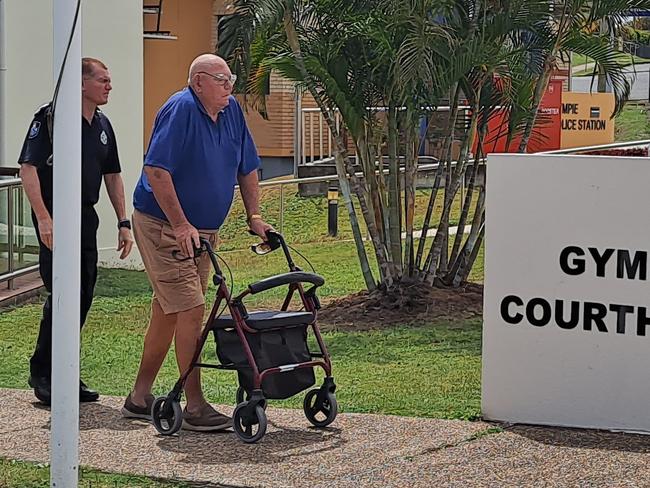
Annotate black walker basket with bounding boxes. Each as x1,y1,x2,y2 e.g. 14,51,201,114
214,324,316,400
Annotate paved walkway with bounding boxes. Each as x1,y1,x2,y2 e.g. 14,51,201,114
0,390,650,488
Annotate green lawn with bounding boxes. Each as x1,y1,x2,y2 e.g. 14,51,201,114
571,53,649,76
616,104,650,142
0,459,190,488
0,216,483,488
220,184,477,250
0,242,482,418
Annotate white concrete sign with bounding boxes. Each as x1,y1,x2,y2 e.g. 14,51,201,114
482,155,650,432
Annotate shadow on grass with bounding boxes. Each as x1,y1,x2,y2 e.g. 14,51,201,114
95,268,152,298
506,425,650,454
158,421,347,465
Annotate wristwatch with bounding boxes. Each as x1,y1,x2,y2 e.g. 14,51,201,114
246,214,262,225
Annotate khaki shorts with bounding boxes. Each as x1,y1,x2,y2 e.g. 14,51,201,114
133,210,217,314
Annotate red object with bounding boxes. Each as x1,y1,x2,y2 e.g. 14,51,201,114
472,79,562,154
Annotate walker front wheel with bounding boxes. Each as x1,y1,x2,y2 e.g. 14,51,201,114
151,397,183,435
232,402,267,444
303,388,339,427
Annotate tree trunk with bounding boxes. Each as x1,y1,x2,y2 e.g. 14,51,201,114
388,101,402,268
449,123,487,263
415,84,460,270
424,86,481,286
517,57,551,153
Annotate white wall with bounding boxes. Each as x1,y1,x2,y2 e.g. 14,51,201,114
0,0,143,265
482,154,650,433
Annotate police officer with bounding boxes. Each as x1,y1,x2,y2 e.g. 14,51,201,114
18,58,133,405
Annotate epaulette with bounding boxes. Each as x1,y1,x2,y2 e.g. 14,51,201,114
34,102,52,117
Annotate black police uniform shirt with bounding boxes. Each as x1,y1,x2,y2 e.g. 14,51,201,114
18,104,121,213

* * *

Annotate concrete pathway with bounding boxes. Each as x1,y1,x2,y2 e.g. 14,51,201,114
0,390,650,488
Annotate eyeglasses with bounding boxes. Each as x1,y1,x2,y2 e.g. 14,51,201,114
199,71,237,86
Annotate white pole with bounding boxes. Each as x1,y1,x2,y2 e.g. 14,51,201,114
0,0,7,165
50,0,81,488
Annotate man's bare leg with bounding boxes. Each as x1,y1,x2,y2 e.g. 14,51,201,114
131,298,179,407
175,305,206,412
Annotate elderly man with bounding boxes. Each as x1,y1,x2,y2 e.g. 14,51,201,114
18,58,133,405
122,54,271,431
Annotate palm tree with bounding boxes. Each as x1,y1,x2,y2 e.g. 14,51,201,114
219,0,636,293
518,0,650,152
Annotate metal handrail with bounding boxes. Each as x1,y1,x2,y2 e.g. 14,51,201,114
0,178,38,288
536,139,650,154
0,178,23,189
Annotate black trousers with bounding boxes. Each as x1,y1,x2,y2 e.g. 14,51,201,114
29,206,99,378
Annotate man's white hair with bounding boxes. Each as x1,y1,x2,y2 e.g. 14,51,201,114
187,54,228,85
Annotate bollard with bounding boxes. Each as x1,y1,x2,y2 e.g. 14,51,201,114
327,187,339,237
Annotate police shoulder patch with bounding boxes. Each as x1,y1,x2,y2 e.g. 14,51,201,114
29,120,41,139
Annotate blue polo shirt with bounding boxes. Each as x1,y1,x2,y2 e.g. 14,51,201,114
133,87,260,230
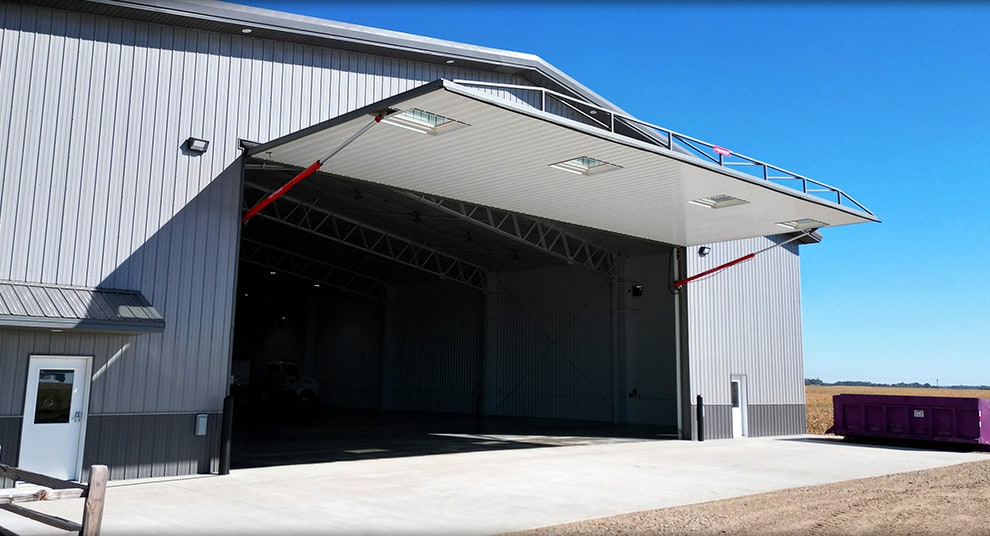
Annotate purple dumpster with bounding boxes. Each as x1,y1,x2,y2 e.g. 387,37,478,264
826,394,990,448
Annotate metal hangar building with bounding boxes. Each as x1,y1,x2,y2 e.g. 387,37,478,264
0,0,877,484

PROBLEM DETAILS:
Reproduce the entries starting at the line that contains "Annotate black trousers" and ending at the line that contains "0,0,877,484", both included, leaving the pictures out of your answer.

FULL RESPONSE:
Annotate black trousers with bounding boxes. Each as x1,y1,x2,y2 e.g. 14,51,201,114
29,206,99,378
Annotate man's white hair with bounding boxes. Each as x1,y1,x2,y2 e.g. 14,51,201,114
187,54,228,85
Annotate bollard with bounding boxes. Each as x1,y1,x2,y2 e.g. 14,51,201,114
327,187,339,237
Annotate police shoulder patch with bounding boxes. Each as x1,y1,x2,y2 e.g. 14,51,201,114
29,120,41,139
Annotate blue polo shirt with bounding boxes. Each as x1,y1,x2,y2 e.g. 14,51,201,114
133,87,260,230
Annotate purple dumpster with bounding boxes. Each as x1,y1,x2,y2 e.g. 387,37,478,264
826,394,990,448
Annotate metal hangar building with bounding boxes. Each as x1,y1,x2,y2 e.g. 387,37,478,264
0,0,877,484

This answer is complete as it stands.